BEGIN DATASET ROWS
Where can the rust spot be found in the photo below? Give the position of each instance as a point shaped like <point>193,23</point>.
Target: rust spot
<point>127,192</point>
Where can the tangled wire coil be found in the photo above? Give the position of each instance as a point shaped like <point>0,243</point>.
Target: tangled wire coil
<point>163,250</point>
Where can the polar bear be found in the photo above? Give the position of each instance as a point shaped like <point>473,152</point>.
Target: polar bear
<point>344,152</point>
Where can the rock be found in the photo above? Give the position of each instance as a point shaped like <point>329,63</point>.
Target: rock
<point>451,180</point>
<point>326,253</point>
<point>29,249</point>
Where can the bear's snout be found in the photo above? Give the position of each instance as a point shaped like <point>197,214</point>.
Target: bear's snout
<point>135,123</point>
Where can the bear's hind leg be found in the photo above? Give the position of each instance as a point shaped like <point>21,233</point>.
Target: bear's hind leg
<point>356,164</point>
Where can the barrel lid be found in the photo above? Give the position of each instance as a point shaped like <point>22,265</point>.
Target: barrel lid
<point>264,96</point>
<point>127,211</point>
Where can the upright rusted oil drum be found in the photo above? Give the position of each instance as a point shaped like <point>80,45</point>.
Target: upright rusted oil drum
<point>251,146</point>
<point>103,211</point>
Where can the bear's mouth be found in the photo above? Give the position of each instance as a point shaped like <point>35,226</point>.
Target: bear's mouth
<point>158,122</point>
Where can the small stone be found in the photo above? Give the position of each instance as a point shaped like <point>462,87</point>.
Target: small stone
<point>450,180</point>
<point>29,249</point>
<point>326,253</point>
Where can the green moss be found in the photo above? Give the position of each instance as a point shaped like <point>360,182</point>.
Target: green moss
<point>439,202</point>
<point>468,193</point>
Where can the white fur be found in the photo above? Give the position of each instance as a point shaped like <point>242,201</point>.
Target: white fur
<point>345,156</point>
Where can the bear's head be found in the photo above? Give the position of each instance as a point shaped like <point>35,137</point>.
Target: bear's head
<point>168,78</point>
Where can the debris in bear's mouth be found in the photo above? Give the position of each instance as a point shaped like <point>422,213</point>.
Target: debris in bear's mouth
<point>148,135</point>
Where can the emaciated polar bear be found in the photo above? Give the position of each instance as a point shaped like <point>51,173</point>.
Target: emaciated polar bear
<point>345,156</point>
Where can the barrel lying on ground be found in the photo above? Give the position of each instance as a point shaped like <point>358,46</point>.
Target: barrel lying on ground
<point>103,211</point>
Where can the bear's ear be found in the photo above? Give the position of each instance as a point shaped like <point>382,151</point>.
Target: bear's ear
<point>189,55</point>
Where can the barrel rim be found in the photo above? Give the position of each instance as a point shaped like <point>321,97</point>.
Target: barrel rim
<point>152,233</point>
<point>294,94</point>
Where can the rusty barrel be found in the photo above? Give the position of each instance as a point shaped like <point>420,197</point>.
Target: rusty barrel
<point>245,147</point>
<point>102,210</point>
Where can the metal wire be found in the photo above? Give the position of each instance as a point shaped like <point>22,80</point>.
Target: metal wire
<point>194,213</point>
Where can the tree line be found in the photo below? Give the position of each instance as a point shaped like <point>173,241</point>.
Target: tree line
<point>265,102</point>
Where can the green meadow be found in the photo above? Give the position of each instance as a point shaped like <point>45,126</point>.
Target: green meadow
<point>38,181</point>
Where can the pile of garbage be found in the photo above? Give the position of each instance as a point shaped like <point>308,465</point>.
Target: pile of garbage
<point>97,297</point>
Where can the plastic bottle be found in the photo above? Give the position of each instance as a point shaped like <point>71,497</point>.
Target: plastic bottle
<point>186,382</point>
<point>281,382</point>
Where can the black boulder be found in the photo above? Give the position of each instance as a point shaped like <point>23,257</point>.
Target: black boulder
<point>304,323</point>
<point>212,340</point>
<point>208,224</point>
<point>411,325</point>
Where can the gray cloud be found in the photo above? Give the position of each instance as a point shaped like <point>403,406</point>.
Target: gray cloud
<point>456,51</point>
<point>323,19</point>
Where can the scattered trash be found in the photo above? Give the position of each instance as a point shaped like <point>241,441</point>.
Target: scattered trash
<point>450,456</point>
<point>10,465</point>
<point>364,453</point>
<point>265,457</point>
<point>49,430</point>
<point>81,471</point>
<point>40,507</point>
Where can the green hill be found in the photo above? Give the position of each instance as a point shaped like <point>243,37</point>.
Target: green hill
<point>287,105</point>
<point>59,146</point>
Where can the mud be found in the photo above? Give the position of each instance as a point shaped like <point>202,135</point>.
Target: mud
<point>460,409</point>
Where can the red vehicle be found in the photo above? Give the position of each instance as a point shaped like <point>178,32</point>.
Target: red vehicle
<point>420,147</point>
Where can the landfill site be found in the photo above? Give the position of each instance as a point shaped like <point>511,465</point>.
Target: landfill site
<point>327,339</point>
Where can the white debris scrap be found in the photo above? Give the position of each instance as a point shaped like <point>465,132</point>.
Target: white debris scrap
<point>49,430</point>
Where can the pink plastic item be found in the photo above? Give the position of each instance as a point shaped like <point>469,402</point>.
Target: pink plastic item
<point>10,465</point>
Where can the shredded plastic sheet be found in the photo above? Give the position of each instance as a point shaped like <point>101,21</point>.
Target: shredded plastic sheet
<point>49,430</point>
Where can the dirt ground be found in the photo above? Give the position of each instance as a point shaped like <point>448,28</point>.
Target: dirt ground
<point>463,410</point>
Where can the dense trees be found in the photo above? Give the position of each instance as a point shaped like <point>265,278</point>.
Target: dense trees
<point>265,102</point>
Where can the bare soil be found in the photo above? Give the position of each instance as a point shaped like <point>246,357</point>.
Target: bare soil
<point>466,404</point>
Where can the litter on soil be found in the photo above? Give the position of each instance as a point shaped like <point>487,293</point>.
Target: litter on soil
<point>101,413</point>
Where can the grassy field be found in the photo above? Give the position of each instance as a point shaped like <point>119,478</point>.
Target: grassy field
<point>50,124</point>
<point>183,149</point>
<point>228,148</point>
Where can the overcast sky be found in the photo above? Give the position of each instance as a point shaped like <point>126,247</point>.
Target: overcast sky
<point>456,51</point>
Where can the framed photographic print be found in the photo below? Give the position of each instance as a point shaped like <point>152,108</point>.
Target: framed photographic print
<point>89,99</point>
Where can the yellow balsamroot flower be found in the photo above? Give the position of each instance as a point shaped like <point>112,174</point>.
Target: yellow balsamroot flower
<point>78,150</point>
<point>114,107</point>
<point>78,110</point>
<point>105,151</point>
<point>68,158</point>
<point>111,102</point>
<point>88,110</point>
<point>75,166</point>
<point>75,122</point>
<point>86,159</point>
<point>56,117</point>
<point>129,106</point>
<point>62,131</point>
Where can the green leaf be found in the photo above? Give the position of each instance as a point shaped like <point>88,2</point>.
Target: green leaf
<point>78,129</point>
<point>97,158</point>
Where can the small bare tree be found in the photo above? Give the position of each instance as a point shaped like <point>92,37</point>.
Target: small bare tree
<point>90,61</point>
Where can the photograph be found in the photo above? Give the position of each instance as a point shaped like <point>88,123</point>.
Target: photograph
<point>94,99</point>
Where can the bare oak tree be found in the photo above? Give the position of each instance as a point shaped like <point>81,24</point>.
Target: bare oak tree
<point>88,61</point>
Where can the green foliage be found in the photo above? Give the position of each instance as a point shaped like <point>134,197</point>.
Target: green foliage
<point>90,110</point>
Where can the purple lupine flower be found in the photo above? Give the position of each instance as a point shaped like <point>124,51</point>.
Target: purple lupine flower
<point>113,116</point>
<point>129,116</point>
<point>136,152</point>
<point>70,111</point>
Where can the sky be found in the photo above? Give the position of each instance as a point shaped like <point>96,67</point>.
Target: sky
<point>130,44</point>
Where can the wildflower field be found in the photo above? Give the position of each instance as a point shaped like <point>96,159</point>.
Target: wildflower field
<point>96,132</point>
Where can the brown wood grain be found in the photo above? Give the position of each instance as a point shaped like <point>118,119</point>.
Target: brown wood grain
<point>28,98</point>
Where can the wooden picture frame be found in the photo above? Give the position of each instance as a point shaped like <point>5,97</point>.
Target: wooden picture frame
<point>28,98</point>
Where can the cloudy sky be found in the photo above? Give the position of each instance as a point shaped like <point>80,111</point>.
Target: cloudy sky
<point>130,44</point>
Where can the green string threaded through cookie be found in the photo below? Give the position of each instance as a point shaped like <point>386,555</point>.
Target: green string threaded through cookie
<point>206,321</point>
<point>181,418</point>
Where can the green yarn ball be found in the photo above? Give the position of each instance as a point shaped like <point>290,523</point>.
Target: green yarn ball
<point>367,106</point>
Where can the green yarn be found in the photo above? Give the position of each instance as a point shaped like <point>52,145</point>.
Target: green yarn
END DATASET ROWS
* GOAL: Rewrite the part of the records that begins with the line containing "Where can the litter" and ends with the line containing "<point>90,61</point>", replacing "small bare tree" with "small leafless tree" and leaving everything else unchanged.

* THE RESULT:
Where can the litter on soil be found in the photo above? Give the position of each instance as a point shaped like <point>487,293</point>.
Target: litter on soil
<point>101,413</point>
Where can the grassy field be found in the photo above? Give the position of each instance as a point shaped like <point>119,478</point>.
Target: grassy field
<point>50,124</point>
<point>183,149</point>
<point>228,148</point>
Where can the overcast sky be found in the photo above? Give the position of each instance as a point shaped like <point>126,247</point>.
Target: overcast sky
<point>456,51</point>
Where can the framed photographic print be found in the photo below? Give the position of each instance as a point shaped like <point>152,108</point>.
Target: framed photographic print
<point>89,99</point>
Where can the yellow balsamroot flower be found in the photo above? Give the position of each instance as a point shaped like <point>112,174</point>.
Target: yellow balsamroot flower
<point>78,150</point>
<point>114,107</point>
<point>78,110</point>
<point>105,151</point>
<point>68,158</point>
<point>111,102</point>
<point>88,110</point>
<point>75,166</point>
<point>75,122</point>
<point>86,159</point>
<point>56,117</point>
<point>129,106</point>
<point>62,131</point>
Where can the green leaf be found in the photo above? Give the position of each instance as a point shaped like <point>88,2</point>.
Target: green leaf
<point>78,129</point>
<point>97,158</point>
Where can the small leafless tree be found in the photo above? Give the position of each instance as a point shaped like <point>92,37</point>.
Target: small leafless tree
<point>90,61</point>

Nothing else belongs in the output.